Is there a reason I shouldn't be using dog food?


----------



## LizardGirl (Aug 25, 2008)

Dog food is fine nutrition wise, but the pieces are large and too hard for a hedgie to eat. You'd have to crush the kibble so they could eat it.


----------



## hedgielover (Oct 30, 2008)

If you can find a dog food designed for small dogs that fits the nutrition parameters then you won't have to crush kibble. If you do a good way to do it is in a coffee grinder, some people on here have one devoted to crushing hedgehog food.


----------



## LizardGirl (Aug 25, 2008)

Usually even small breed dog food is too hard, even if the size is right. One of my labs has esophagus issues and has to eat her food elevated, and have the small version of everything. Those kibble are a decent size but IMO are still too hard for a hedgie's little mouth.

Sounds strange but cutting the kibble into halves/quarters with scissors really does work. I have a pair of scissors just for cutting Inky's larger kibble pieces up.


----------



## Immortalia (Jan 24, 2009)

haha I prefer a hammer over a pair of scissors for making smaller kibble pieces. :lol: GREAT for frustrating days ^_^

But I also agree that dog kibble tends to be harder, at least that's what I find comparing my small dog's kibble and my cat/hedgie kibble.


----------



## Bengall77 (Aug 1, 2009)

The only other food I wouldn't feed based on what others have said is any type of dried fruit. They can stick to the roof of their mouth and the hedgehog may do harm to itself trying to claw it off.

As for veggies, sweet potatoes (or yams) are a huge hit in my house. But they also have a lot of sugar so feed sparingly like you would fruit. I've also heard that green bell peppers are a good treat.


----------

**SHORT PROBLEM A**
Answer these questions about the thread:
(i) What device does hedgielover suggest for crushing kibble?
(ii) What tool does Immortalia prefer over scissors for making smaller kibble pieces?
(iii) According to Bengall77, what can happen if a hedgehog eats dried fruit?
The thread and the listing are unrelated to each other.

**DATA TO USE**
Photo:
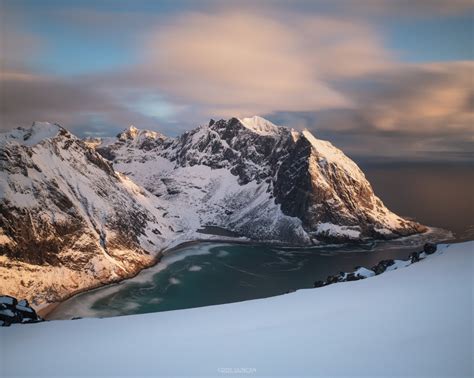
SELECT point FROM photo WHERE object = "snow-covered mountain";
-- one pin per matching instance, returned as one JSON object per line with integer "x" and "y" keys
{"x": 78, "y": 214}
{"x": 257, "y": 179}
{"x": 68, "y": 220}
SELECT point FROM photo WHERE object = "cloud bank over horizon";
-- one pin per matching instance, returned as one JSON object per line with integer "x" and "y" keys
{"x": 312, "y": 66}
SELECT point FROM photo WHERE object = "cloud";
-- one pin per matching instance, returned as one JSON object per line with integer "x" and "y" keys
{"x": 419, "y": 98}
{"x": 421, "y": 111}
{"x": 237, "y": 63}
{"x": 85, "y": 109}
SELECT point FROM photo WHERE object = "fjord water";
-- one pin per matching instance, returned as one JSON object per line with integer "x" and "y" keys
{"x": 214, "y": 273}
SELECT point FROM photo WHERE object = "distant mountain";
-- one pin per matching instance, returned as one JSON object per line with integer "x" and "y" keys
{"x": 68, "y": 220}
{"x": 257, "y": 179}
{"x": 77, "y": 214}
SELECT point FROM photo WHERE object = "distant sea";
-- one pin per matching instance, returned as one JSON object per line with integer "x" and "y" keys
{"x": 434, "y": 194}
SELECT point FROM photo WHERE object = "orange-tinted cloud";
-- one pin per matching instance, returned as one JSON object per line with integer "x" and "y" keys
{"x": 241, "y": 63}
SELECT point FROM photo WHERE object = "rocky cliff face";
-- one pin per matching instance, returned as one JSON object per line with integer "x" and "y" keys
{"x": 77, "y": 214}
{"x": 68, "y": 220}
{"x": 280, "y": 184}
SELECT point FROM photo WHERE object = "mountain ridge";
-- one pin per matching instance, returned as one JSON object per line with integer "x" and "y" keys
{"x": 76, "y": 214}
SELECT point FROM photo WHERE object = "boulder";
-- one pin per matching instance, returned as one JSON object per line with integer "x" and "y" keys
{"x": 429, "y": 248}
{"x": 14, "y": 311}
{"x": 414, "y": 257}
{"x": 382, "y": 266}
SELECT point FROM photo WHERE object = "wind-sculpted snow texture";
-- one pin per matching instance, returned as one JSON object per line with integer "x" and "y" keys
{"x": 260, "y": 180}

**SHORT PROBLEM B**
Find every line in the listing that contains the string "distant", treating uppercase and lowercase as different, and copy each one.

**CORRECT RESULT A**
(i) A coffee grinder.
(ii) A hammer.
(iii) It can stick to the roof of the hedgehog's mouth, and the hedgehog may harm itself trying to claw it off.

**CORRECT RESULT B**
SELECT point FROM photo WHERE object = "distant mountain";
SELECT point FROM photo WHERE object = "distant sea";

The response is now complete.